→ **Task details**
Print each record below character for character.

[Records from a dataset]
■ ■ ■ ■ ■
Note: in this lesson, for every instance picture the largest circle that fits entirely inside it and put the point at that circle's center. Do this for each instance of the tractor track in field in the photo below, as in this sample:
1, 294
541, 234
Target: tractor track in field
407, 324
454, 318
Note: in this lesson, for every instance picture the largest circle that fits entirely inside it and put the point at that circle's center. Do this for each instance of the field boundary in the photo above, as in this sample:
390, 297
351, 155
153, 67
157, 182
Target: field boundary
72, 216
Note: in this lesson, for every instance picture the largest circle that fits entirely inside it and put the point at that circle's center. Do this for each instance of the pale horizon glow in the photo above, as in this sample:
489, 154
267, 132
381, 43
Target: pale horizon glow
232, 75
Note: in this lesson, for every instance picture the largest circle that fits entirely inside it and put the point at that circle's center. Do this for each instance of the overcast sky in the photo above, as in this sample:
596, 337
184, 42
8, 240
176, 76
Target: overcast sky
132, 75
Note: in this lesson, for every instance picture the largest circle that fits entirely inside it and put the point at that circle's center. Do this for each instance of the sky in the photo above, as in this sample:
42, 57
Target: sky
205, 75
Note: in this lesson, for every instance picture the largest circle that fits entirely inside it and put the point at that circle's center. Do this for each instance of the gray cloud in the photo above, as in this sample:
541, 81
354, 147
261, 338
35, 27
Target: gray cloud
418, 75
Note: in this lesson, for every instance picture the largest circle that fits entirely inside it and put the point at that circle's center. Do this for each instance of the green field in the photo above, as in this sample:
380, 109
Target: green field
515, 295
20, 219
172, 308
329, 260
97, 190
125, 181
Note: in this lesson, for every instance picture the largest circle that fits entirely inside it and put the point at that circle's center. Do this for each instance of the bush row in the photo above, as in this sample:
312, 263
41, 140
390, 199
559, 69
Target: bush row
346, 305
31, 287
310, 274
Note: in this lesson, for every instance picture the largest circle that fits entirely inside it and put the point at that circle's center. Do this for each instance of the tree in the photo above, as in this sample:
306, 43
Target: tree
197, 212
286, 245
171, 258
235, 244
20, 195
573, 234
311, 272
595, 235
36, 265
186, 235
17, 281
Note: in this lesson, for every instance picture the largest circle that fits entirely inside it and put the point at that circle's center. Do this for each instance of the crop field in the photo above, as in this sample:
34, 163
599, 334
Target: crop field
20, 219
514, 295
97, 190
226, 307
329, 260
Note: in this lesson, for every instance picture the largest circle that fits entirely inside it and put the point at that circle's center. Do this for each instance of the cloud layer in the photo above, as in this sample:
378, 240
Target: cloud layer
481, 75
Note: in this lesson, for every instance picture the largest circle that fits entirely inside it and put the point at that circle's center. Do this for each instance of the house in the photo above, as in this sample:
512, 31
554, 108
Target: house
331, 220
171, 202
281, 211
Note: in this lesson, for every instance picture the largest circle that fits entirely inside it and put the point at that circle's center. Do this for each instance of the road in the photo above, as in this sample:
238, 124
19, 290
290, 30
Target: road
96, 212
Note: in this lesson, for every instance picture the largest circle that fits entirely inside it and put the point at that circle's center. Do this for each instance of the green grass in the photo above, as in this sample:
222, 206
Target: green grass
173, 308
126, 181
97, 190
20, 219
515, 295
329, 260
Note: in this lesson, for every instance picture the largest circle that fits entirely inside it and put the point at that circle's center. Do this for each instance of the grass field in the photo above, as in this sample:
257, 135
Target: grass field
■ ■ ■ ■ ■
→ **Answer below**
Note: in this lesson, for every instance picture the largest circle that fits entirely inside it and put the point at that circle's center. Do this for each instance of the tractor track in field in the photo below, as in this sample:
1, 294
541, 234
Target: tractor track in field
407, 324
454, 318
Note: in this lesson, for every instance picture the largest circle that fits entirely inside it and put the point at that circle's center. Do this for each instance of the field boundary in the photo above, as in this sample:
390, 297
351, 155
153, 67
157, 182
Target: field boundary
72, 216
Note: in this lesson, for every instance picture the largest circle that fits entirely inside it and put the point at that circle's center. Do this for each instance of the pale horizon glow in the photo above, as in this sample:
489, 154
267, 132
381, 43
Target: pale horizon glow
232, 75
Note: in this lesson, for every instance picture the largest circle that fits entirely inside it and put the point at that circle's center. Do this for each instance of the overcast sky in the photo above, as in this sample:
596, 337
184, 42
8, 240
176, 76
Target: overcast sky
132, 75
Note: in this lesson, for every instance picture the largest circle that fits entirely inside it and put the point at that circle's center. Do this for each instance of the sky in the photo above, as in this sample:
42, 57
Target: sky
205, 75
Note: in this lesson, for every instance picture the largest circle that fits entirely inside it and put the point at that circle's center. Do this for each instance of the gray cloud in the photo above, as in this sample:
541, 81
354, 147
261, 338
35, 27
Target: gray cloud
418, 75
Note: in this lesson, for every instance picture the largest circle that fits entirely inside it and put the point at that circle's center. Do this for each instance of the green field in the photo above, as in this sample:
380, 109
Target: green field
515, 295
20, 219
172, 308
329, 260
97, 190
125, 181
Note: in this lesson, for every instance picture the largest circle that fits entirely inside it and put the point at that circle's center. Do this for each instance of the bush row in the photo above, as in this sample:
312, 263
41, 140
390, 199
559, 69
Target: bush row
346, 305
31, 287
310, 274
Note: in this lesson, for every instance picture the largest circle that fits entirely inside it and put the point at that circle's center. Do this for each instance of the tree in the photo above, as in this sample:
306, 43
Target: tree
197, 212
286, 245
171, 258
235, 244
20, 195
573, 234
311, 272
595, 235
36, 265
186, 235
17, 281
Note: in this lesson, for every instance picture the largest circle that fits entirely inside it and put the point at that circle's center. Do this for each instance of the crop field in the photo above, as in this sample:
34, 163
599, 334
Target: crop field
20, 219
514, 295
97, 190
226, 307
329, 260
Note: in this lesson, for every instance picture the largest circle that fits entirely inside it and put the point at that circle's center. Do this for each instance of the cloud layer in the photo above, as in this sample:
378, 240
Target: cloud layer
481, 75
Note: in this lesson, for every instance picture the largest circle that fits entirely inside it and put the point at that circle's center. Do this for each instance of the house in the photo above, as in this sample:
512, 31
554, 108
Target: house
331, 220
171, 202
281, 211
Note: in this lesson, for every instance picture the largest circle that fits entirely inside it and put the point at that circle's center. Do this for each instance of the road in the photo above, as in this sample:
238, 124
19, 290
290, 30
Target: road
96, 212
Note: in this lesson, for every instance picture the largest circle that fits entirely inside it and put the point at that circle's center. Do this for each instance of the green grass in the photo above, as in this sample:
222, 206
Target: green grass
173, 308
126, 181
97, 190
20, 219
515, 295
329, 260
Note: in this lesson, for every instance picture the largest circle that fits entirely inside it and put the point at that circle's center. Do this for each instance of the grass field in the photo above, as in this sample:
257, 135
Target: grass field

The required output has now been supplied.